Task directions: Rewrite all of these lines, changing each "Mark the region of the" to "Outline the area of the" and leaving everything else as it is.

(Saved data entries)
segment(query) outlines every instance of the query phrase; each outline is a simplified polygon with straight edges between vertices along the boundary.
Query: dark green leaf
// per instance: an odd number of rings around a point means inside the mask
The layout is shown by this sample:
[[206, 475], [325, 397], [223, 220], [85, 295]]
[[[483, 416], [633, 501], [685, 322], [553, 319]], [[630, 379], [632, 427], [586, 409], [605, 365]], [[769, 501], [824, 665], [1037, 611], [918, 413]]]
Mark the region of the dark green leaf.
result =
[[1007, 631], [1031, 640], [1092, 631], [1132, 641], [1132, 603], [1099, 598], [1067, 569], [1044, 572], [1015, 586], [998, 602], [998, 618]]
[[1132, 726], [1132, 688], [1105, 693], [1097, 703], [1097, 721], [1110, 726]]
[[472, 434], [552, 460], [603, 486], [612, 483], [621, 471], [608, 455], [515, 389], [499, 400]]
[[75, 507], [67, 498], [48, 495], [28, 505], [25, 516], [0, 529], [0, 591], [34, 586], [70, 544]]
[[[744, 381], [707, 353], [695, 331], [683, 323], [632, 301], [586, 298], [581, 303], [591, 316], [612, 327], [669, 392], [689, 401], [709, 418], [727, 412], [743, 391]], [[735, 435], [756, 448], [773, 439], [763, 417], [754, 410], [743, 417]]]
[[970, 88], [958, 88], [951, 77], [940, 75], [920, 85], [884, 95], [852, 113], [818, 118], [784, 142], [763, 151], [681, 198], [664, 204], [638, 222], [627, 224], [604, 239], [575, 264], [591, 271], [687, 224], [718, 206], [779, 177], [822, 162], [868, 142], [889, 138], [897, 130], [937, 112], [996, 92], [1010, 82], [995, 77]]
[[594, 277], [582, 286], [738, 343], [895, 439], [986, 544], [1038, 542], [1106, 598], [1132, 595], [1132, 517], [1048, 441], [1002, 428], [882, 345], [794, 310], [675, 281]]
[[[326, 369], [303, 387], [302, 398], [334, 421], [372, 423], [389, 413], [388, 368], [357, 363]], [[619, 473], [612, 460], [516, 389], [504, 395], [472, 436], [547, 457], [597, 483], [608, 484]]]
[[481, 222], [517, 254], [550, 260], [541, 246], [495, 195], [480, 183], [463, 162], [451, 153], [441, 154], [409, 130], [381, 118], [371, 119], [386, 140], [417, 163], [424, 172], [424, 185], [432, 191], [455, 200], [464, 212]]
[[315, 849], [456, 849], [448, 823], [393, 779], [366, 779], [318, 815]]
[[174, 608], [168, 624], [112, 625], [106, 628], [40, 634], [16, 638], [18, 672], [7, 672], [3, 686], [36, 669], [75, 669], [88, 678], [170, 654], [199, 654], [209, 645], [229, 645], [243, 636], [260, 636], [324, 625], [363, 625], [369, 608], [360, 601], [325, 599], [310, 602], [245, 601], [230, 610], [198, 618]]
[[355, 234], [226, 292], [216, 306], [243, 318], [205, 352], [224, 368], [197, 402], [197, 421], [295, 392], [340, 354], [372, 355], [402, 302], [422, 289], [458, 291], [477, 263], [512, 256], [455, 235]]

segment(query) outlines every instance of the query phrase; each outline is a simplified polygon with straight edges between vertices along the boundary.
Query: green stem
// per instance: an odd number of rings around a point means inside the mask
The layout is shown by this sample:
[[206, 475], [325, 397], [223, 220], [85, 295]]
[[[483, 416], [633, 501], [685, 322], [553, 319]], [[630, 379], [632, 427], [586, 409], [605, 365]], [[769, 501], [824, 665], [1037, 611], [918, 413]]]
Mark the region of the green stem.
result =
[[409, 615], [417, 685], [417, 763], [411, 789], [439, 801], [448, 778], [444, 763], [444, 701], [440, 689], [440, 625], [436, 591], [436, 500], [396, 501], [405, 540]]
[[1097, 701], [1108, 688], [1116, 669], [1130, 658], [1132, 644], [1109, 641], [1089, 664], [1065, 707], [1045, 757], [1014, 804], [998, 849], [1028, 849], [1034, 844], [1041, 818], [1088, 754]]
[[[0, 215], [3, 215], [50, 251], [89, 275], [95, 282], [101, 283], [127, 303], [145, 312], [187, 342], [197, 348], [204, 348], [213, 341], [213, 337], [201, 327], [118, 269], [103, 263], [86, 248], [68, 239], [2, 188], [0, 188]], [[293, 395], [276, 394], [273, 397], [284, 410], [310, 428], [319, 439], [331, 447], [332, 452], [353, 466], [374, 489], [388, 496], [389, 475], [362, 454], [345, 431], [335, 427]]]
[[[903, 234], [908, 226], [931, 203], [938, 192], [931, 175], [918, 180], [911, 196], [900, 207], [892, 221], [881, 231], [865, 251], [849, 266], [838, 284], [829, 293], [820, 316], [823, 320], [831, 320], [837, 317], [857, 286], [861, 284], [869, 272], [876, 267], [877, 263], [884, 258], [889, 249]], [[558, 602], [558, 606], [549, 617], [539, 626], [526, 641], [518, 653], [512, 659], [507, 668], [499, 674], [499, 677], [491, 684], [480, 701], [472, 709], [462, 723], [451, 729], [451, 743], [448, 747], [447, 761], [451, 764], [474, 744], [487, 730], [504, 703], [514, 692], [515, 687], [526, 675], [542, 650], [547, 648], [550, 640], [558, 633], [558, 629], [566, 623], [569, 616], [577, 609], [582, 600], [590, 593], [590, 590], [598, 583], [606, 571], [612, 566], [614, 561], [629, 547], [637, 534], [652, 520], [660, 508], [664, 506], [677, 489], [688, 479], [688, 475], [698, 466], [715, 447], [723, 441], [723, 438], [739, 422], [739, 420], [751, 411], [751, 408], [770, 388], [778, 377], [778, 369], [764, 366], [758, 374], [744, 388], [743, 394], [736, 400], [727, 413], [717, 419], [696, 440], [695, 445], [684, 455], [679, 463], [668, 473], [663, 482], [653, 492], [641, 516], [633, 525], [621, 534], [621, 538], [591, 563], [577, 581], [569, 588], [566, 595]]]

Task solution:
segment(query) outlines every instance of the query phrase; each outline is a simplified polygon with straight edges between vertices along the boundary.
Query: dark green leaf
// per instance: an odd number of rings around a point means inside the mask
The layout is shown by this sample:
[[206, 475], [325, 397], [223, 220], [85, 295]]
[[[483, 416], [633, 501], [685, 322], [553, 319]], [[630, 379], [632, 427], [586, 409], [605, 365]], [[769, 501], [824, 665], [1037, 611], [918, 413]]]
Outline the area of the dark green leaf.
result =
[[1007, 631], [1031, 640], [1092, 631], [1132, 641], [1132, 603], [1099, 598], [1067, 569], [1044, 572], [1015, 586], [998, 602], [998, 618]]
[[1132, 726], [1132, 688], [1105, 693], [1097, 703], [1097, 721], [1110, 726]]
[[472, 434], [552, 460], [603, 486], [612, 483], [621, 471], [608, 455], [515, 389], [499, 400]]
[[75, 507], [67, 498], [48, 495], [28, 505], [25, 516], [0, 529], [0, 591], [34, 586], [70, 544]]
[[[744, 381], [707, 353], [695, 331], [683, 323], [632, 301], [586, 298], [581, 303], [591, 316], [612, 327], [669, 392], [689, 401], [709, 418], [727, 412], [743, 391]], [[735, 435], [756, 448], [773, 439], [763, 417], [754, 410], [743, 417]]]
[[970, 88], [958, 88], [951, 77], [940, 75], [920, 85], [884, 95], [852, 113], [818, 118], [784, 142], [763, 151], [681, 198], [664, 204], [638, 222], [627, 224], [604, 239], [575, 264], [591, 271], [687, 224], [718, 206], [779, 177], [822, 162], [868, 142], [889, 138], [897, 130], [937, 112], [996, 92], [1010, 82], [995, 77]]
[[594, 277], [582, 286], [738, 343], [895, 439], [986, 544], [1038, 542], [1106, 598], [1132, 595], [1132, 517], [1048, 441], [1002, 428], [882, 345], [794, 310], [675, 281]]
[[[326, 369], [303, 387], [302, 398], [334, 421], [372, 423], [389, 413], [388, 368], [357, 363]], [[619, 473], [612, 460], [516, 389], [504, 395], [472, 436], [547, 457], [597, 483], [608, 484]]]
[[481, 222], [517, 254], [550, 260], [541, 246], [495, 195], [480, 183], [463, 162], [451, 153], [441, 154], [409, 130], [381, 118], [371, 119], [386, 140], [417, 163], [424, 172], [424, 185], [432, 191], [455, 200], [464, 212]]
[[315, 849], [456, 849], [448, 823], [393, 779], [366, 779], [318, 815]]
[[174, 608], [168, 624], [112, 625], [106, 628], [40, 634], [16, 638], [18, 672], [7, 672], [3, 686], [36, 669], [75, 669], [88, 678], [170, 654], [199, 654], [209, 645], [229, 645], [243, 636], [260, 636], [324, 625], [363, 625], [369, 608], [360, 601], [325, 599], [310, 602], [245, 601], [230, 610], [198, 618]]
[[355, 234], [226, 292], [216, 306], [243, 318], [205, 352], [224, 368], [197, 402], [197, 421], [295, 392], [340, 354], [372, 355], [402, 302], [422, 289], [458, 291], [477, 263], [512, 256], [455, 235]]

segment(query) outlines every instance of the query phrase; each outline is a simplified polygon with straight edges between vertices along the boundary.
Query: green stem
// per instance: an odd number of rings around a point means inside the mask
The layout is shown by this sample:
[[206, 475], [325, 397], [223, 220], [85, 295]]
[[[483, 416], [633, 501], [685, 322], [553, 319]], [[630, 379], [632, 427], [586, 409], [605, 365]], [[769, 501], [824, 665], [1037, 611], [918, 413]]]
Outline the area of the green stem.
result =
[[409, 615], [417, 685], [417, 763], [411, 789], [439, 801], [448, 778], [444, 763], [444, 701], [440, 689], [440, 625], [436, 591], [436, 500], [396, 501], [405, 540]]
[[1097, 701], [1108, 688], [1116, 669], [1130, 658], [1132, 644], [1109, 641], [1089, 664], [1065, 707], [1045, 757], [1014, 804], [998, 849], [1028, 849], [1034, 844], [1041, 818], [1088, 754]]
[[[0, 215], [3, 215], [50, 251], [89, 275], [95, 282], [101, 283], [127, 303], [145, 312], [187, 342], [197, 348], [204, 348], [213, 341], [213, 337], [201, 327], [118, 269], [103, 263], [86, 248], [68, 239], [2, 188], [0, 188]], [[293, 395], [276, 394], [273, 397], [284, 410], [310, 428], [319, 439], [331, 447], [332, 452], [353, 466], [374, 489], [388, 496], [389, 475], [362, 454], [345, 431], [335, 427]]]
[[[903, 234], [908, 226], [931, 203], [938, 192], [931, 175], [918, 180], [911, 196], [900, 207], [892, 221], [881, 231], [865, 251], [849, 266], [838, 284], [829, 293], [820, 316], [823, 320], [831, 320], [837, 317], [857, 286], [861, 284], [869, 272], [876, 267], [877, 263], [884, 258], [889, 249]], [[558, 602], [558, 606], [549, 617], [539, 626], [526, 641], [518, 653], [512, 659], [507, 668], [499, 674], [499, 677], [491, 684], [480, 701], [472, 709], [462, 723], [451, 729], [451, 743], [448, 747], [447, 761], [451, 764], [474, 744], [487, 730], [504, 703], [514, 692], [515, 687], [526, 675], [542, 650], [547, 648], [550, 640], [558, 633], [558, 629], [566, 623], [569, 616], [577, 609], [582, 600], [590, 593], [590, 590], [598, 583], [606, 571], [612, 566], [614, 561], [629, 547], [637, 534], [652, 520], [660, 508], [664, 506], [677, 489], [688, 479], [688, 475], [698, 466], [715, 447], [723, 441], [723, 438], [739, 422], [739, 420], [751, 411], [751, 408], [770, 388], [778, 377], [778, 369], [764, 366], [758, 374], [744, 388], [743, 394], [736, 400], [727, 413], [717, 419], [696, 440], [695, 445], [684, 455], [679, 463], [668, 473], [663, 482], [653, 492], [641, 516], [633, 525], [621, 534], [621, 538], [591, 563], [577, 581], [569, 588], [566, 595]]]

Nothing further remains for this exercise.